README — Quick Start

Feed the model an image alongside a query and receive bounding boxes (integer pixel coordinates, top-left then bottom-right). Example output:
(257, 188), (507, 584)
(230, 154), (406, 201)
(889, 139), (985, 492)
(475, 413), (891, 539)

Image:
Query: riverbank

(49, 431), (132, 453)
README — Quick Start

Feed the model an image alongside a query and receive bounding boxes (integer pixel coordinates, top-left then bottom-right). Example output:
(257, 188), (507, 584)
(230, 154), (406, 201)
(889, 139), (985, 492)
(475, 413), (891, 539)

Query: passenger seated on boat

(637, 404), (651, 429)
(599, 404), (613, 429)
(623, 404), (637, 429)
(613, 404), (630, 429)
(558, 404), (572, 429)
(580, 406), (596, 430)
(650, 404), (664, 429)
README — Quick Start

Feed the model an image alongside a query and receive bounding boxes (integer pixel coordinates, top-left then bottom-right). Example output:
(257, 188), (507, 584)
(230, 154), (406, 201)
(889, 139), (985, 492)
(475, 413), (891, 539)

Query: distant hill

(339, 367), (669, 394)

□ □ □ □ □

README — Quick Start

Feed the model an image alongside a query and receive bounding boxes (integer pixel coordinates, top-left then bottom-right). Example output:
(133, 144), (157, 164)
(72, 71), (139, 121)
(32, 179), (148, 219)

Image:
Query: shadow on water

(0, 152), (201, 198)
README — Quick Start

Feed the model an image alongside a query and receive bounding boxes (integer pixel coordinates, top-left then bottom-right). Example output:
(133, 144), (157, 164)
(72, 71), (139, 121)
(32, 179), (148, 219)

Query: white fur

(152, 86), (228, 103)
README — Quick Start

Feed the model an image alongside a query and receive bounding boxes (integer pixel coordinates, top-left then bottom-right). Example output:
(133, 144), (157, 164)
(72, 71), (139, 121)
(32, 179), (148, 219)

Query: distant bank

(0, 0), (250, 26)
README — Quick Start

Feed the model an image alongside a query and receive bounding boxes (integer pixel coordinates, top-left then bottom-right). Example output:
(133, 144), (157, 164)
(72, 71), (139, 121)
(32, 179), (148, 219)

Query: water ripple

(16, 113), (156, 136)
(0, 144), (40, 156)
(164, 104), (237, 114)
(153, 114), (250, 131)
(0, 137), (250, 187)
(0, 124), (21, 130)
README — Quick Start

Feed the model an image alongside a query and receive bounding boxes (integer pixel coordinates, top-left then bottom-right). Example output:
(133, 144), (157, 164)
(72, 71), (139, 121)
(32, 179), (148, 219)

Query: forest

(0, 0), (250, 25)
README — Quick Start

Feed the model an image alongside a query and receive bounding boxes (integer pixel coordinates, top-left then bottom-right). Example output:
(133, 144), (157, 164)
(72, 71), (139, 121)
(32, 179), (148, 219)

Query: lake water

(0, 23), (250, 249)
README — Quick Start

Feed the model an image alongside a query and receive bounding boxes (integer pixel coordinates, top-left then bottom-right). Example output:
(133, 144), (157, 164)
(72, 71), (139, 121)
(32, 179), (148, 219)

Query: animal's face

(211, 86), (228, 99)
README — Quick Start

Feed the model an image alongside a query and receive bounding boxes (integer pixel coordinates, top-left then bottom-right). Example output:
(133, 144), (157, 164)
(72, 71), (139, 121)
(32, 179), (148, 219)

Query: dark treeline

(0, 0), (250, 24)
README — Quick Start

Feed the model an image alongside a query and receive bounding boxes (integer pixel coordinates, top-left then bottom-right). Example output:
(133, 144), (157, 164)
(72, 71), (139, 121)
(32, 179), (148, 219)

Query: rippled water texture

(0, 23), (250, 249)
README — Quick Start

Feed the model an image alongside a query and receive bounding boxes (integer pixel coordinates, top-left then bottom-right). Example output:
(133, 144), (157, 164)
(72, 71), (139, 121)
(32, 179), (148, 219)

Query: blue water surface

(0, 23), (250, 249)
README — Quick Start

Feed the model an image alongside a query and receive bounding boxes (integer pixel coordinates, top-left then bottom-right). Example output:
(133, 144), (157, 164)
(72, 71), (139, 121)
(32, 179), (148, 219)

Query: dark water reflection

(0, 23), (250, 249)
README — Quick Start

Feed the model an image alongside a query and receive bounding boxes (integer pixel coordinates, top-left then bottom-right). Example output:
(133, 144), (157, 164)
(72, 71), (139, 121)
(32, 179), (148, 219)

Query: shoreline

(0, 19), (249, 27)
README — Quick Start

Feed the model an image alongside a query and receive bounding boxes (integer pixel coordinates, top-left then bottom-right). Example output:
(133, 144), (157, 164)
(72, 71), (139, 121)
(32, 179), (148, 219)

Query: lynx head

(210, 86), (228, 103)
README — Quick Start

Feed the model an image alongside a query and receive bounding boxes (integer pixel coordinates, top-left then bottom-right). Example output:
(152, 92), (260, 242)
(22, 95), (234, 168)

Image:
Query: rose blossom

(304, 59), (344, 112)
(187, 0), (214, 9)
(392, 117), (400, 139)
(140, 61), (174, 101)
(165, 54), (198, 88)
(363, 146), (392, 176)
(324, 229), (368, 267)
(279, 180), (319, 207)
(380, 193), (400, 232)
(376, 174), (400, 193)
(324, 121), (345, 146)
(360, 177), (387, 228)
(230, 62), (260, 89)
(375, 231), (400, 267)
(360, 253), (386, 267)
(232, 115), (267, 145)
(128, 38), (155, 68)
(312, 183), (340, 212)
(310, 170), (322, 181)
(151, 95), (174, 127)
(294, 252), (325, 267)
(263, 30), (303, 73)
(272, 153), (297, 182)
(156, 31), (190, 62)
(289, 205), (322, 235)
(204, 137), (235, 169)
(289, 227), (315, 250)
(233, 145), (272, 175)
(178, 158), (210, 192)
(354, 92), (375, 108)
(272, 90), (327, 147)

□ □ □ □ □

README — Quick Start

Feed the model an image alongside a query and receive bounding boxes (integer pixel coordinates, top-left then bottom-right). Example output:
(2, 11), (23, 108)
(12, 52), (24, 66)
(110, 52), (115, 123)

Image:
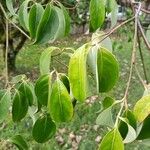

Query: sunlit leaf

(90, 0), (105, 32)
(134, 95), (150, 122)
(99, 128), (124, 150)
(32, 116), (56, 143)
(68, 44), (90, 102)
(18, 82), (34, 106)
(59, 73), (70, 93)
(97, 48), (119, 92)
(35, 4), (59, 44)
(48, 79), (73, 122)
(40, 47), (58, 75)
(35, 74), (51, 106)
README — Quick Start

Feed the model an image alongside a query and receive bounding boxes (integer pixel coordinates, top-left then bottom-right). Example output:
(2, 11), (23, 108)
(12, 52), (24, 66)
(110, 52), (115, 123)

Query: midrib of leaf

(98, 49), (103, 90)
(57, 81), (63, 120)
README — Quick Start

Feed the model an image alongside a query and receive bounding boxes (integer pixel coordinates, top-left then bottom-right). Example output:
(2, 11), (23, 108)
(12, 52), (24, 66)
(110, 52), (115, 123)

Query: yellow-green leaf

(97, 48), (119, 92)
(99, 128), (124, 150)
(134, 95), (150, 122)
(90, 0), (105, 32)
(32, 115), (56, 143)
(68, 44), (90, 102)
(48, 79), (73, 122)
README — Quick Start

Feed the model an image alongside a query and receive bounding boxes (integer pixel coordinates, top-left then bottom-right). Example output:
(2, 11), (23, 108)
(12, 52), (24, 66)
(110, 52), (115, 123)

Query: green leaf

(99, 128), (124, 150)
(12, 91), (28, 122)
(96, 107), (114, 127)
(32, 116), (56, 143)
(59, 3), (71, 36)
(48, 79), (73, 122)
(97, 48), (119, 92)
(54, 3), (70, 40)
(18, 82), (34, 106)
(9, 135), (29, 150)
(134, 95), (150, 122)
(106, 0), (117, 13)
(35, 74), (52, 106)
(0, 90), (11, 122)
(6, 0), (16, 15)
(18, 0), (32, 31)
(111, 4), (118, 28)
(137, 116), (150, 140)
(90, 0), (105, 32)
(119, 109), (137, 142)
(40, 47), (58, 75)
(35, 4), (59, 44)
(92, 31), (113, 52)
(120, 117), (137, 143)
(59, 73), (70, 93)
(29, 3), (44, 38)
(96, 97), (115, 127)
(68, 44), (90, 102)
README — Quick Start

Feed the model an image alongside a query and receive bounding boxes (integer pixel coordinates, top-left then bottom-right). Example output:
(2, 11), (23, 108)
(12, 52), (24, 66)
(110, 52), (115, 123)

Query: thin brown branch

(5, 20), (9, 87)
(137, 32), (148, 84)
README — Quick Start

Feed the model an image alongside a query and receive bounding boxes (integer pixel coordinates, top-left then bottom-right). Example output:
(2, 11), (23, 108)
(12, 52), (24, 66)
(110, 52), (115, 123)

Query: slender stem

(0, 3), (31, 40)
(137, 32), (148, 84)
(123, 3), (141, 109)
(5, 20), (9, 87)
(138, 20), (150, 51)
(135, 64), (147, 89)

□ □ □ □ □

Locate every line in the items above that contains the word "distant", and copy each of those lines in full. Treat uppercase and lowercase letters as different when matching.

**Response for this exercise**
Query: distant hill
Query: distant bank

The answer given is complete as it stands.